[start]
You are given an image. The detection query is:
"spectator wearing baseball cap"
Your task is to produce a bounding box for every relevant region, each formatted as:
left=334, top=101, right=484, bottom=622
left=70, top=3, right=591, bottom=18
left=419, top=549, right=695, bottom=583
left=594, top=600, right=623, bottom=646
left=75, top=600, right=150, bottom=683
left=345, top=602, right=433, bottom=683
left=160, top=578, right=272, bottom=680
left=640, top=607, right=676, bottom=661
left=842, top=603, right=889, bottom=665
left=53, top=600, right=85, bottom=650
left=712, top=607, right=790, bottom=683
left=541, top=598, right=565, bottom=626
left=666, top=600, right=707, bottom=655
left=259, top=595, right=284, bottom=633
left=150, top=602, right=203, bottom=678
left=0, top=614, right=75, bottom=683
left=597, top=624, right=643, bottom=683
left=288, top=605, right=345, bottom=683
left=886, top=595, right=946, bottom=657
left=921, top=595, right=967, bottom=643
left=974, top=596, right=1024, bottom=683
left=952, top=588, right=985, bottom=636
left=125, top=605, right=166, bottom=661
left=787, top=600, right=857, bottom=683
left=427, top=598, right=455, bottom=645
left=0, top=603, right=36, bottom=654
[end]
Reproduce each of the items above word for word, keeping every line as it stands.

You are given an image. The detection query is:
"spectator wearing baseball cap"
Your task is to produce a bounding box for every relevant region, each formatted as:
left=334, top=101, right=484, bottom=622
left=70, top=3, right=591, bottom=18
left=419, top=549, right=695, bottom=583
left=594, top=600, right=623, bottom=646
left=75, top=600, right=150, bottom=683
left=345, top=602, right=433, bottom=683
left=160, top=578, right=272, bottom=680
left=640, top=607, right=676, bottom=661
left=842, top=603, right=889, bottom=665
left=53, top=600, right=85, bottom=650
left=712, top=607, right=790, bottom=683
left=541, top=598, right=565, bottom=626
left=666, top=600, right=707, bottom=655
left=259, top=595, right=284, bottom=633
left=150, top=602, right=203, bottom=678
left=0, top=614, right=75, bottom=683
left=597, top=624, right=643, bottom=683
left=288, top=605, right=345, bottom=683
left=886, top=595, right=946, bottom=657
left=921, top=595, right=967, bottom=643
left=974, top=596, right=1024, bottom=683
left=952, top=588, right=985, bottom=636
left=125, top=605, right=166, bottom=661
left=787, top=600, right=857, bottom=683
left=427, top=598, right=455, bottom=645
left=0, top=603, right=36, bottom=654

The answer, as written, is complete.